## Ausgewählter Auszug
+===+
Staunen Sie manchmal, wozu Ihre Kundinnen und Kunden fähig sind?
Ich staune über alle Menschen mit einer Beeinträchtigung, die es schaffen, wieder selbstständig ein Fahrzeug zu lenken. Insbesondere über hochgelähmte Personen, die ihr Ziel mit grosser Beharrlichkeit verfolgen. Und irgendwann sind sie mit einem angepassten System bei hoher Verkehrsdichte unterwegs, als hätten sie nie etwas anderes gemacht.
Was ist für Sie aussergewöhnlich?
Ein Kunde hatte den Wunsch, mit einem Lift und ohne Rollstuhl ins Auto gehievt zu werden – direkt auf den Fahrersitz. Solche Spezialanfertigungen, die es nicht auf dem Markt gibt, sind mit grösserem Aufwand verbunden.
Und wohl höheren Kosten. Gibt es Grenzen, was den finanziellen Rahmen anbelangt?
Wir kennen die Kostenträger und behalten die Kosten-Nutzen-Rechnung stets im Auge – es muss gewährleistet sein, dass die Rechnungen beglichen werden. Wir versuchen, auf die Wünsche unserer Kundinnen und Kunden einzugehen, und können vieles möglich machen. Aber eben nicht alles. Das Verhältnis muss stimmen.
Was war bisher der teuerste Umbau?
+===+
[Beispiele zur Punktbeschriftung]
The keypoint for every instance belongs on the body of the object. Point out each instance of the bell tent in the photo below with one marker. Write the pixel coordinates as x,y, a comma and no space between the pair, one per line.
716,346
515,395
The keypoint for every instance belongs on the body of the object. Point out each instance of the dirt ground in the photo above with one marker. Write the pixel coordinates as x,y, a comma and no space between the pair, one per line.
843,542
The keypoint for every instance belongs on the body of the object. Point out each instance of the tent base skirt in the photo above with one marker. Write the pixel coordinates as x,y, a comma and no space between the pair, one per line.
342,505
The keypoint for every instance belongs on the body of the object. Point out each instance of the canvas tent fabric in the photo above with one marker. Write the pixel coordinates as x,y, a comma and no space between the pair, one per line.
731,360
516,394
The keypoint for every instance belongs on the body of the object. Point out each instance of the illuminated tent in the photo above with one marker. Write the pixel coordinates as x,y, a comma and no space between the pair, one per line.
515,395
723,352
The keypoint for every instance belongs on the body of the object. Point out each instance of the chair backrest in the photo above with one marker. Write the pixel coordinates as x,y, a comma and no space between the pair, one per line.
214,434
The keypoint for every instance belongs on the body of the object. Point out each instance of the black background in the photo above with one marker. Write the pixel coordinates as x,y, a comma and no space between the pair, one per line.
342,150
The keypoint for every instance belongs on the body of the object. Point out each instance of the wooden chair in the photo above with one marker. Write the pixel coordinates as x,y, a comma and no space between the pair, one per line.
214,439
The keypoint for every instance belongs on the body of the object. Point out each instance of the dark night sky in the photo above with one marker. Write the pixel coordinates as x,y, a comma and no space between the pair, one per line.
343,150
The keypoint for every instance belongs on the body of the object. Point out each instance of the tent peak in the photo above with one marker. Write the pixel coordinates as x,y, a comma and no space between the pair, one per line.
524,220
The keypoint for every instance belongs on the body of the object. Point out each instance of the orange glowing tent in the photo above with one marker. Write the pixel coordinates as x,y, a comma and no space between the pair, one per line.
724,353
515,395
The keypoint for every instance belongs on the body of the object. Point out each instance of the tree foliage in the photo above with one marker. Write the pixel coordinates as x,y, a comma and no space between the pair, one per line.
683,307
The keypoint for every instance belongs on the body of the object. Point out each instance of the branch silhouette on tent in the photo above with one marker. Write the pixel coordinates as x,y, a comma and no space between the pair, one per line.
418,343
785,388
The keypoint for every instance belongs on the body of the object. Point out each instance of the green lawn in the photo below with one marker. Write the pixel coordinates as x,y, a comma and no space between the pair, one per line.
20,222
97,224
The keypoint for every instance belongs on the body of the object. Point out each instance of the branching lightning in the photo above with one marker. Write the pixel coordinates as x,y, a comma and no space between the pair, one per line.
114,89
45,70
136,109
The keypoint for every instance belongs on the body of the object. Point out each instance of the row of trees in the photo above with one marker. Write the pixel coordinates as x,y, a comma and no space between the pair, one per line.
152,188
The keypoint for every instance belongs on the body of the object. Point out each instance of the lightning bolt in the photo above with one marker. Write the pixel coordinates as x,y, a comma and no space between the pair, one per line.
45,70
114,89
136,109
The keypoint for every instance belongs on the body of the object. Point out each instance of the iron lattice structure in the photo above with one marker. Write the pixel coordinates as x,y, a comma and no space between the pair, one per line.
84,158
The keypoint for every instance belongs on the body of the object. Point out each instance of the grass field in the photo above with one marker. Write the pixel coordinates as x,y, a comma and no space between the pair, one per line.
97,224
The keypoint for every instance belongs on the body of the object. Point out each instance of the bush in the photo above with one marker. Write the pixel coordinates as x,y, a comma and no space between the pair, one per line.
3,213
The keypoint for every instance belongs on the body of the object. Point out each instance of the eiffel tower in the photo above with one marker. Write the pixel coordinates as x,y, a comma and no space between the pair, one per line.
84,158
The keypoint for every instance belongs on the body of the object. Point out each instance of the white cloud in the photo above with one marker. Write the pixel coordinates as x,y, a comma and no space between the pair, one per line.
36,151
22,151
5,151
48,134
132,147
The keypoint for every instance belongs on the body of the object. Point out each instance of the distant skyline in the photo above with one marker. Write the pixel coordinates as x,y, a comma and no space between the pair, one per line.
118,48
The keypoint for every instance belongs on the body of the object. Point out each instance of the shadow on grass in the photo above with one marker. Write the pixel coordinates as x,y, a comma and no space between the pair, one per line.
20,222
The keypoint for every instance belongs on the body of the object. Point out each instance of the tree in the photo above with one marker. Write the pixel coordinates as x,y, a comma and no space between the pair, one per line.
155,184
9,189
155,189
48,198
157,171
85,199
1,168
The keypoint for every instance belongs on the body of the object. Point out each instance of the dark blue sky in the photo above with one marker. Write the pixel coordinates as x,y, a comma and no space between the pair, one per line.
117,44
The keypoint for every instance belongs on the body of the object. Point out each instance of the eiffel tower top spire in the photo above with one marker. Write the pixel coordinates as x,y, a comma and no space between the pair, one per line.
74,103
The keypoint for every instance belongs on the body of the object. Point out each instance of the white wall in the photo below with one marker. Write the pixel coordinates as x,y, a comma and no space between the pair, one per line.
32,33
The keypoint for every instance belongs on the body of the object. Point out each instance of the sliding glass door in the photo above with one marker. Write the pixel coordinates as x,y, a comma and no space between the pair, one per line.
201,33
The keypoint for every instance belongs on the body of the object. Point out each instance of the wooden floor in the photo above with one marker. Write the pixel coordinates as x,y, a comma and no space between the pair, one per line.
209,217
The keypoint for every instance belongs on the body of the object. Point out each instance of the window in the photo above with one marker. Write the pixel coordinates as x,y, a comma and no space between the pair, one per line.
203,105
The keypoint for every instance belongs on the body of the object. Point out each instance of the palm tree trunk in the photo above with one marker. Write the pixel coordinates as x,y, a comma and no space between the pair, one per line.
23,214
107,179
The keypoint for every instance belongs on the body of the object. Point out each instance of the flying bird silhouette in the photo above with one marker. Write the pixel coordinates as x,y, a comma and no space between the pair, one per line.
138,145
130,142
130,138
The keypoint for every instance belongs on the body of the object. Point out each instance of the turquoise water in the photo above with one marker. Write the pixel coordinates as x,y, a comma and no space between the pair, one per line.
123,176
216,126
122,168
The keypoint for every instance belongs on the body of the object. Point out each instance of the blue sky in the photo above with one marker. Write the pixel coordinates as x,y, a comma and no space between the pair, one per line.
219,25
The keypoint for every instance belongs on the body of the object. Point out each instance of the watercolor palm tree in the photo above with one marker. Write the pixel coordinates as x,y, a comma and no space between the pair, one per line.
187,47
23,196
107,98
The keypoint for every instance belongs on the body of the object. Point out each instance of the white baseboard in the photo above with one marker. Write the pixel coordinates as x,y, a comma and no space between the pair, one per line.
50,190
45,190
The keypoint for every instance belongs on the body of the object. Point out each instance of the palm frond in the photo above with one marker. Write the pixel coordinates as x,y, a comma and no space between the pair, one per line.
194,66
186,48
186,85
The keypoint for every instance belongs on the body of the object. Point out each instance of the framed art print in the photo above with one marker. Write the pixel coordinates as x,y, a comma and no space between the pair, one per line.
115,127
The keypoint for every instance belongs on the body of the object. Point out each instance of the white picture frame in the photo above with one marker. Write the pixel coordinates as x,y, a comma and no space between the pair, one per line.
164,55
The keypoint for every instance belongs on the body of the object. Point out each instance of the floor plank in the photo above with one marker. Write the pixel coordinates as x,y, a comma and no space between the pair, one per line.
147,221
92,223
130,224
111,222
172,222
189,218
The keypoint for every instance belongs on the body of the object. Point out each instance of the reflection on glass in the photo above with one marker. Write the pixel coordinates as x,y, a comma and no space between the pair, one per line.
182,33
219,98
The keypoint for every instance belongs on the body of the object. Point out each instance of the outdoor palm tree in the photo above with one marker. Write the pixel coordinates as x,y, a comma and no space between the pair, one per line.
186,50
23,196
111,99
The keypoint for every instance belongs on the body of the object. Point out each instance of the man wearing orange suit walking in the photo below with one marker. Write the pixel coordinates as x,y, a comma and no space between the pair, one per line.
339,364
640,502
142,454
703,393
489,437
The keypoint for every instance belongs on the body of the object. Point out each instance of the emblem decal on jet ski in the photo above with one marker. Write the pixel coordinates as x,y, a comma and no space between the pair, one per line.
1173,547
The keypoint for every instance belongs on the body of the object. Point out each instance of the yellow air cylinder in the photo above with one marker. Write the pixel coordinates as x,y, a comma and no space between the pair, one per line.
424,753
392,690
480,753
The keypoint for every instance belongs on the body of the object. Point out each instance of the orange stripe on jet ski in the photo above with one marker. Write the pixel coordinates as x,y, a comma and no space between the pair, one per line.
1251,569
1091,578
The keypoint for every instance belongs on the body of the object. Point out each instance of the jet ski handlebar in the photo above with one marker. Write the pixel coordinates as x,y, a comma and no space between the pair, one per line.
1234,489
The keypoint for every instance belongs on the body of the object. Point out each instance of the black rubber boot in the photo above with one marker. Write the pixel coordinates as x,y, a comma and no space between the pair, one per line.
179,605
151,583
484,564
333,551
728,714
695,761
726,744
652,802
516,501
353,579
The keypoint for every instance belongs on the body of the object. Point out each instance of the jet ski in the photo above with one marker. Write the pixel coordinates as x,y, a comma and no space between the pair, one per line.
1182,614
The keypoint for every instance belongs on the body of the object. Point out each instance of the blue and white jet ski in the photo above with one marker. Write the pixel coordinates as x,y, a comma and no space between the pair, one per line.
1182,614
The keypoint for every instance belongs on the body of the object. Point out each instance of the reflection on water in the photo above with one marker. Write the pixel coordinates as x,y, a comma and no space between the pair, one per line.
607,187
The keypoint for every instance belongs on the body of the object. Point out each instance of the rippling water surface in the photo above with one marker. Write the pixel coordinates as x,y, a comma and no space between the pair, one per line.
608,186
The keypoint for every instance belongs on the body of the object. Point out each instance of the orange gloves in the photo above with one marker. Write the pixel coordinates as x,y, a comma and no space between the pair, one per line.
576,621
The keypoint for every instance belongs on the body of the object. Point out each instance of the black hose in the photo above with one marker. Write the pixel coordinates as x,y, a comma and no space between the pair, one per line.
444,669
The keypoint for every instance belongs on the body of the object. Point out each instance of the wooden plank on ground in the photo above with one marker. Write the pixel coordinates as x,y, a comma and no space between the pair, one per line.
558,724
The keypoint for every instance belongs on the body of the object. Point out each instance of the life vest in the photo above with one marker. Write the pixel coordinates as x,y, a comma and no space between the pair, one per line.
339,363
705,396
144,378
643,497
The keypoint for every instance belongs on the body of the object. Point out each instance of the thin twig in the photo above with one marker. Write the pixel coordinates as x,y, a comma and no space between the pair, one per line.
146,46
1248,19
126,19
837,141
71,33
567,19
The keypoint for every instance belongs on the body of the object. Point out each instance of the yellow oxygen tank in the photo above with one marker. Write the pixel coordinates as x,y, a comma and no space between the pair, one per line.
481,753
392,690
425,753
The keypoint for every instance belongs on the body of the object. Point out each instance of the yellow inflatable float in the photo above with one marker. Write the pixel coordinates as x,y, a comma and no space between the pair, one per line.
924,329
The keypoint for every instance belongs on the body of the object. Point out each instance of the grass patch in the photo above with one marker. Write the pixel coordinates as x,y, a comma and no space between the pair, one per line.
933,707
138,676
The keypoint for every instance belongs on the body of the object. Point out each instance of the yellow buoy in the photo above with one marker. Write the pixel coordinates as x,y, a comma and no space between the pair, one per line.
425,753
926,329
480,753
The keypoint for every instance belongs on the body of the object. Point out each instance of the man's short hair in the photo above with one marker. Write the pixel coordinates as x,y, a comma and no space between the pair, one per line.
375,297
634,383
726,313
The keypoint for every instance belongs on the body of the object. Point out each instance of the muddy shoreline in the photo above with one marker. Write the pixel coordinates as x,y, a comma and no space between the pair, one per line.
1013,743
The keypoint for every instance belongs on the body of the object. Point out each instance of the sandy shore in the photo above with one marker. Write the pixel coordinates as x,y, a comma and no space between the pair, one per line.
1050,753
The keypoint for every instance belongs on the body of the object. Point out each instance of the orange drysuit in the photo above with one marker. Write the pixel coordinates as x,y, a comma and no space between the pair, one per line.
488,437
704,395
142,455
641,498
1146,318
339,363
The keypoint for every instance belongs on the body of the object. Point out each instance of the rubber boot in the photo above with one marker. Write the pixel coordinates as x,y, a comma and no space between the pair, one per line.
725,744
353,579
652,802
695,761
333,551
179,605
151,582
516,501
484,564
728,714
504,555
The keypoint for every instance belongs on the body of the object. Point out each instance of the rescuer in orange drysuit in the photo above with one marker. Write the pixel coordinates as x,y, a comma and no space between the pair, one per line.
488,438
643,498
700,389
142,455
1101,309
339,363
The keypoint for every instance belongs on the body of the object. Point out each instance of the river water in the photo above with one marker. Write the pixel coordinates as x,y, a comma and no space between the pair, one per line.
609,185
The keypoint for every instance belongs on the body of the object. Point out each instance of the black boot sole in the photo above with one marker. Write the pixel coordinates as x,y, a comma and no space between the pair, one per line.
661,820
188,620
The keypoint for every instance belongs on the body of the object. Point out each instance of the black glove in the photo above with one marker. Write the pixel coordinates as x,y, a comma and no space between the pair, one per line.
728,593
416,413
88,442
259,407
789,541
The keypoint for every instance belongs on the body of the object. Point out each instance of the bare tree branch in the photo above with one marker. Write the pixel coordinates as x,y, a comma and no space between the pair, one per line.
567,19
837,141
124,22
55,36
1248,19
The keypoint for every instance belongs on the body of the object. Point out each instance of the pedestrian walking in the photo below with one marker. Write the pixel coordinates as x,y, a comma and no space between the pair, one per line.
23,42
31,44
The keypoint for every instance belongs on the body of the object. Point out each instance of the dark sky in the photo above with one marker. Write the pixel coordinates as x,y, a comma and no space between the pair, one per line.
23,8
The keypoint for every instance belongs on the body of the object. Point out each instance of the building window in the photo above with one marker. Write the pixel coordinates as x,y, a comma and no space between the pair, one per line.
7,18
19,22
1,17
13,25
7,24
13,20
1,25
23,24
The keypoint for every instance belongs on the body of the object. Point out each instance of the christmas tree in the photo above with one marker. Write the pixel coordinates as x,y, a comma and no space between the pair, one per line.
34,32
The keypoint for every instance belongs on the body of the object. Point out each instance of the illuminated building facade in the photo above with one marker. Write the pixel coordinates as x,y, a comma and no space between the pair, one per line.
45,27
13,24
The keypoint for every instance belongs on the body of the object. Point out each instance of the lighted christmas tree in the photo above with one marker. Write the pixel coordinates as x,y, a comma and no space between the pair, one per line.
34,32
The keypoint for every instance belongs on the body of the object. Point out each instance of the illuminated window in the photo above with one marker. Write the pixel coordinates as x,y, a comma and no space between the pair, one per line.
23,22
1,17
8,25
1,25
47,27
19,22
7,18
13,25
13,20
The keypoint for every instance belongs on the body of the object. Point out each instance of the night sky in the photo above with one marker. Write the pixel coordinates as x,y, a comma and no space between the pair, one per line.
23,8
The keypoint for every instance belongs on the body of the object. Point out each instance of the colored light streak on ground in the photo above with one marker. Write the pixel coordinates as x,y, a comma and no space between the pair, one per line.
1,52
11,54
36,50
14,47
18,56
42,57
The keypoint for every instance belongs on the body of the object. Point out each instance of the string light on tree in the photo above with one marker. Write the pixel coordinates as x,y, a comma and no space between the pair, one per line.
+===+
## Anforderungen
1. Welchen Wunsch hatte laut dem Interviewauszug ein Kunde?
2. Überarbeite den Interviewauszug beginnend mit „Und wohl höheren“ und weiter bis „Verhältnis muss stimmen.“. Ersetze dabei „Kostenträger“ durch „Geldgeber“.

## Die Ergebnisse
1. Er wollte mit einem Lift und ohne Rollstuhl ins Auto gehievt werden, direkt auf den Fahrersitz.

2.
Und wohl höheren Kosten. Gibt es Grenzen, was den finanziellen Rahmen anbelangt?
Wir kennen die Geldgeber und behalten die Kosten-Nutzen-Rechnung stets im Auge – es muss gewährleistet sein, dass die Rechnungen beglichen werden. Wir versuchen, auf die Wünsche unserer Kundinnen und Kunden einzugehen, und können vieles möglich machen. Aber eben nicht alles. Das Verhältnis muss stimmen.